*TEXT SECTION*.
────────────────────────────────────────

I strongly agree with what Katsugsd said about needing to get up earlier to tire out your pup, as well as crate training your puppy. I can get away with doing next to nothing in the morning with my adult, trained GSDs now that they are more mature (sometimes we do the “heavy lifting” at night, so to speak). But when they were puppies, they definitely needed to do something in the morning in order to settle down. I found scent work or tracking to be the most mentally exhausting thing to do with my dogs, which allowed them to be calm for longer than walks or obedience alone.


----------



## TRD-OR (Aug 27, 2018)

Katsugsd said:


> I am a first time GSD owner. I had a mix GSD when growing up, but it wasn't MY dog.
> 
> 
> The people who you've spoken to are right in the sense of a good breeder will match you with a dog you should be able to handle.
> ...


For the first week or possibly two with the pup I would be taking off work to work with him/her.

That said, I wake up at 4:30am, waking up earlier is just getting to be too much and that could technically change. The job I'm currently on is a 6AM start but they could change to 6:30AM or 7AM start. in which I would have more time in the morning. I think it would be a mix and wouldn't have an issue leaving some sort of toy maybe a kong filled with kibble or something. I know when my other dog was a pup we did that with her to keep her busy during the day. 

Girlfriend and I are not against crate training at night. That was our plan at night dog sleeps in the crate, and also thinking muzzle training just to be on the safe side, given its a larger dog most vets around here want a muzzle on them when there, and my dog before hated it and it always made the vet a lot more work to bring her to as she would get even more nervous. So we aren't against that type of training. 

Only reason we wouldn't leave them in a crate all day is it would just be too small of a space. We wouldn't have a problem leaving them to maybe one room where they have some space to move and some toys.

────────────────────────────────────────

*REQUIRED TASK A*. Lay out the rows starting at the line that contains "trace <item>utility pole</item>, every" and ending at the line that contains "139 104 L 139" as a JSON list of strings, one string per line, with blank lines left out.

────────────────────────────────────────

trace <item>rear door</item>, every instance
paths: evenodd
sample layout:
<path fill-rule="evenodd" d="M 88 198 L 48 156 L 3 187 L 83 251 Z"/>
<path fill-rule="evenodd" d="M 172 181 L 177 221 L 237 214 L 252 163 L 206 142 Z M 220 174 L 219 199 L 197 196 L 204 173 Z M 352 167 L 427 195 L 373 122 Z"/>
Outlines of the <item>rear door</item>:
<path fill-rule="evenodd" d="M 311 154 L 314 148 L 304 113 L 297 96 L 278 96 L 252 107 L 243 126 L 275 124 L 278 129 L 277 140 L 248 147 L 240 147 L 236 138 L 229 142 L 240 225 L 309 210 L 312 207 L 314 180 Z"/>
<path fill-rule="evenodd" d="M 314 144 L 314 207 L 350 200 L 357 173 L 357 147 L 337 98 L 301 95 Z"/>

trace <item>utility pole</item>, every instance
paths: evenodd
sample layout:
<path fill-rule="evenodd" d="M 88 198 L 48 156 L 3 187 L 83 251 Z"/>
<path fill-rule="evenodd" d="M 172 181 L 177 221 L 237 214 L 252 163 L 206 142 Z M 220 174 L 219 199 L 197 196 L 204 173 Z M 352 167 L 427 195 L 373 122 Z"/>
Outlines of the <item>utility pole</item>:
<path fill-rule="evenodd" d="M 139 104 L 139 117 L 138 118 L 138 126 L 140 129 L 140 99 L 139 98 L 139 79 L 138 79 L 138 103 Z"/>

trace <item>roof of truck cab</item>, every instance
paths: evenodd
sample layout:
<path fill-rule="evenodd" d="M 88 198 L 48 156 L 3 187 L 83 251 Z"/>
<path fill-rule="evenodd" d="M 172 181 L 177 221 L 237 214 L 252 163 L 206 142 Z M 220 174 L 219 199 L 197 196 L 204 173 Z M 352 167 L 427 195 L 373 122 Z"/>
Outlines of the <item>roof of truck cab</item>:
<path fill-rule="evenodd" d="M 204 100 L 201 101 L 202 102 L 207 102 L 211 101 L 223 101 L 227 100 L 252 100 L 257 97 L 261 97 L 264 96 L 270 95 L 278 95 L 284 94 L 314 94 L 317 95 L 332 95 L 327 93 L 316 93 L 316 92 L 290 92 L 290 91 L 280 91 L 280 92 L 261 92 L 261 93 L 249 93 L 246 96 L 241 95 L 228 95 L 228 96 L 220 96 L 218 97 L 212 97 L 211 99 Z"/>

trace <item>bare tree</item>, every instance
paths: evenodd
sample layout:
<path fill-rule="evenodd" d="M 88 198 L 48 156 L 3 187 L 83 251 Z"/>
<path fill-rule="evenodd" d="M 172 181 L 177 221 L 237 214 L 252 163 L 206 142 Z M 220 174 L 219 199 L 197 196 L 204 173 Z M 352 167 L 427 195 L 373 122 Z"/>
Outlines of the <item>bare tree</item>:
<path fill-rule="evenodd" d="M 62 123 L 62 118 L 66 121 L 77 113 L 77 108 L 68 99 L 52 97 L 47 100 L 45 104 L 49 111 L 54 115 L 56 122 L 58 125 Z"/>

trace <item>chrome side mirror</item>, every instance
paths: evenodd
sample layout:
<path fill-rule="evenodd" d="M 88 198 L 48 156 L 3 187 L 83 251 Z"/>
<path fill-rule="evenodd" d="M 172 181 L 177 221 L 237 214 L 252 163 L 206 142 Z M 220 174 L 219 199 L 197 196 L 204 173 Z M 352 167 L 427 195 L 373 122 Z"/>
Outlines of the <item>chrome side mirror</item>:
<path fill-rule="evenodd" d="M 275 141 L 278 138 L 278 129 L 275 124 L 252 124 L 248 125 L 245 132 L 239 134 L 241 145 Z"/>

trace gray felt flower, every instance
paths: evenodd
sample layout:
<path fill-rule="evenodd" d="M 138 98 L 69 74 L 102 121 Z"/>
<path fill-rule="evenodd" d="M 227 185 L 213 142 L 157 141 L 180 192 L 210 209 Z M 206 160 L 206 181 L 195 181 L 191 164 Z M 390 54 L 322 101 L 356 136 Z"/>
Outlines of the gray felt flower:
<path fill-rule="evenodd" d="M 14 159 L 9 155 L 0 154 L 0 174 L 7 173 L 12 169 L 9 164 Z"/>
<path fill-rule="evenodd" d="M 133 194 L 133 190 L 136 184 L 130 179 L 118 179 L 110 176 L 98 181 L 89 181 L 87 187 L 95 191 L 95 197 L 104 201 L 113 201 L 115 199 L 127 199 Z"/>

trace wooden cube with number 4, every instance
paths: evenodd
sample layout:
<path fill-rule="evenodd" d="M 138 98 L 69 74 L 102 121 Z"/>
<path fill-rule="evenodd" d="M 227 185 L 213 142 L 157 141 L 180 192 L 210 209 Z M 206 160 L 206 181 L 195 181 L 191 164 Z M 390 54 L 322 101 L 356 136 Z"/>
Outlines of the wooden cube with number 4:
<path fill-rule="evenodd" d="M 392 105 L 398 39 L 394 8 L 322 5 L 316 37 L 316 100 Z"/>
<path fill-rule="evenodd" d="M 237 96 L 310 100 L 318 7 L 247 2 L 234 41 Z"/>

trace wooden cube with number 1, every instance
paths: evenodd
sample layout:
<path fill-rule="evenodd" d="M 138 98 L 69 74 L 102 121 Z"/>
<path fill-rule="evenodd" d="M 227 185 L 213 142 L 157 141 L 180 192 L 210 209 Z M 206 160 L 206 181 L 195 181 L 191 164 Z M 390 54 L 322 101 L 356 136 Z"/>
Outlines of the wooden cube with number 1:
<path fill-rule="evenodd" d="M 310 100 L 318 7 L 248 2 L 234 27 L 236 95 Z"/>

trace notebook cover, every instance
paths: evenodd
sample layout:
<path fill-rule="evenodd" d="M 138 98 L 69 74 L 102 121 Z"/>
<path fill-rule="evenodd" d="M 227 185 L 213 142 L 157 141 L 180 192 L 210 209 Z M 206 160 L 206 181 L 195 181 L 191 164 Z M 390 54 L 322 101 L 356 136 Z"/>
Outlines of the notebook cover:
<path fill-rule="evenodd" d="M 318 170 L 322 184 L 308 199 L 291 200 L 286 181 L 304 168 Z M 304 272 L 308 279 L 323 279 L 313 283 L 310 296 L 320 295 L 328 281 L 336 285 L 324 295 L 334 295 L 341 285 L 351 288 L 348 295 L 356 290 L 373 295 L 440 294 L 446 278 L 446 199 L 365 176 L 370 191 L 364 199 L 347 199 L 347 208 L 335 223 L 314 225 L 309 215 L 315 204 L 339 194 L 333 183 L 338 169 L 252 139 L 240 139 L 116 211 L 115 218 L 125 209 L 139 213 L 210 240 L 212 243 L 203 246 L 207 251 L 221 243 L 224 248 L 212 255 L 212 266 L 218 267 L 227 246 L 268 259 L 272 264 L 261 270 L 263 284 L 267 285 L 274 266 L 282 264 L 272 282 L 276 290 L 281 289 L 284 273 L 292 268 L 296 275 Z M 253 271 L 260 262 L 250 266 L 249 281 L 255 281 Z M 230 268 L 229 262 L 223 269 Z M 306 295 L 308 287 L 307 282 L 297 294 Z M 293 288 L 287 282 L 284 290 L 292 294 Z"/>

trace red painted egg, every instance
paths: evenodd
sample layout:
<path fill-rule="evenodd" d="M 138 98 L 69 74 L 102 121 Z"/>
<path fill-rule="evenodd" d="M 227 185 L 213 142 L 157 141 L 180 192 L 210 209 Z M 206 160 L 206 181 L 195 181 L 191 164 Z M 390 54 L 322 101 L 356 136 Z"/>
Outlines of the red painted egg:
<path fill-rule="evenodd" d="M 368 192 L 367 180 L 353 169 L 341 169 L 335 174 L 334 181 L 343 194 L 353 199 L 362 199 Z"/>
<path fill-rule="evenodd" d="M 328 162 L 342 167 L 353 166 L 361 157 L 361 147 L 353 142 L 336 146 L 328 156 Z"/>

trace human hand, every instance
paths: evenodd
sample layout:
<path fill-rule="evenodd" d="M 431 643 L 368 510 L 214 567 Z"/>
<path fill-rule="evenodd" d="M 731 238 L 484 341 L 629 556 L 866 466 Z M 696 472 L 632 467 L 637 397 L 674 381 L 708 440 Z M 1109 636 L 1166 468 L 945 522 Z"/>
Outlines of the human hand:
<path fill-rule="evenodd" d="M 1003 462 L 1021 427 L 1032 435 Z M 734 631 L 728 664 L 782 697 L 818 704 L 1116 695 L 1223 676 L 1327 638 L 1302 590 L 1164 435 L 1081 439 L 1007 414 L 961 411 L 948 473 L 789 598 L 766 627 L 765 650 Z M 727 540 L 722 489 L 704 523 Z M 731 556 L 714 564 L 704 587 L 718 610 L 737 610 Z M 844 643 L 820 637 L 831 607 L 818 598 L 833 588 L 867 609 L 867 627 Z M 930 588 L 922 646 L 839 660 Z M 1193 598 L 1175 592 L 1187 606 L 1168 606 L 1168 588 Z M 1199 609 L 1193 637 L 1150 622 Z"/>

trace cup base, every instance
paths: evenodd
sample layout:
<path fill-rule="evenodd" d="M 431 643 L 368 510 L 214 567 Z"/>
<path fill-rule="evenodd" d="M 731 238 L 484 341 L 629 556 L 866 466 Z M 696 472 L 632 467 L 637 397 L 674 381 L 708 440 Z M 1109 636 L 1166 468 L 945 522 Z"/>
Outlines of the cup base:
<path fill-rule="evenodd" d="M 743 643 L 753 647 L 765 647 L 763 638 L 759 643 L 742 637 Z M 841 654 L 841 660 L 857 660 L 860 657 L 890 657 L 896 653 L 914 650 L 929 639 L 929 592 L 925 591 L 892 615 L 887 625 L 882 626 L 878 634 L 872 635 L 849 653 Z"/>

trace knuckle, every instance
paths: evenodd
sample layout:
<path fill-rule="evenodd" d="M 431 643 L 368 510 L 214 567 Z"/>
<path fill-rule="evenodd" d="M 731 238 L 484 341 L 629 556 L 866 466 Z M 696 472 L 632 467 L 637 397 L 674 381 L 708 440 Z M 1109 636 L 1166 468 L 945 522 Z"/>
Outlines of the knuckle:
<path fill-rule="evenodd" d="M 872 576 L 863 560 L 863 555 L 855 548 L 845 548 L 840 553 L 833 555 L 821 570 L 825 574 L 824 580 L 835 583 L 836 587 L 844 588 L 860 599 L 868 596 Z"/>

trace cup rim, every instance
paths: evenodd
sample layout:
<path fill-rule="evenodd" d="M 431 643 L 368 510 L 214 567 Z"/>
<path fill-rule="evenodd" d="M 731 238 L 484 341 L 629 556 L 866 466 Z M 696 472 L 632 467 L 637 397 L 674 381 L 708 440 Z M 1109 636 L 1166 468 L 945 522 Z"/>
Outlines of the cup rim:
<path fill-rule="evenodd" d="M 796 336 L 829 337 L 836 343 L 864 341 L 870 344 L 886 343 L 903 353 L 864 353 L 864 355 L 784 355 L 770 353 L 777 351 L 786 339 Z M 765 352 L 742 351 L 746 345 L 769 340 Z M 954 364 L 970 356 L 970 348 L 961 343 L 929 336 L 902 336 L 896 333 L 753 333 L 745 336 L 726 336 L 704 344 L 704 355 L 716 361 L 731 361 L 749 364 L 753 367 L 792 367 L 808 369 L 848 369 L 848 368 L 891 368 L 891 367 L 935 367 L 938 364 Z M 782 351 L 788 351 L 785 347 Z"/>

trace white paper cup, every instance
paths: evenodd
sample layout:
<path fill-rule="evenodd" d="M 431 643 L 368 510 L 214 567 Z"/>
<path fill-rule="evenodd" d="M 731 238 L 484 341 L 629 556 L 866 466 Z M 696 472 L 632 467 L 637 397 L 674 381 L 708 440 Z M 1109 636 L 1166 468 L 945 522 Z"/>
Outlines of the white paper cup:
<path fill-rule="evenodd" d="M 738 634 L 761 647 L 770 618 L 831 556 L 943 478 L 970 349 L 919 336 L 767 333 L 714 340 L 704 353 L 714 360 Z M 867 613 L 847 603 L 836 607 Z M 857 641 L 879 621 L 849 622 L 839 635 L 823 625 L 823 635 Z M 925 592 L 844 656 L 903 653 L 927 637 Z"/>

────────────────────────────────────────

*REQUIRED TASK B*. Rewrite the part of the dog-training thread starting at "Only reason we" and ending at "and some toys.", putting "kennel" in place of "crate".

*TASK SOLUTION A*.
[
  "trace <item>utility pole</item>, every instance",
  "paths: evenodd",
  "sample layout:",
  "<path fill-rule=\"evenodd\" d=\"M 88 198 L 48 156 L 3 187 L 83 251 Z\"/>",
  "<path fill-rule=\"evenodd\" d=\"M 172 181 L 177 221 L 237 214 L 252 163 L 206 142 Z M 220 174 L 219 199 L 197 196 L 204 173 Z M 352 167 L 427 195 L 373 122 Z\"/>",
  "Outlines of the <item>utility pole</item>:",
  "<path fill-rule=\"evenodd\" d=\"M 139 104 L 139 117 L 138 118 L 138 126 L 140 129 L 140 99 L 139 98 L 139 79 L 138 79 L 138 103 Z\"/>"
]

*TASK SOLUTION B*.
Only reason we wouldn't leave them in a kennel all day is it would just be too small of a space. We wouldn't have a problem leaving them to maybe one room where they have some space to move and some toys.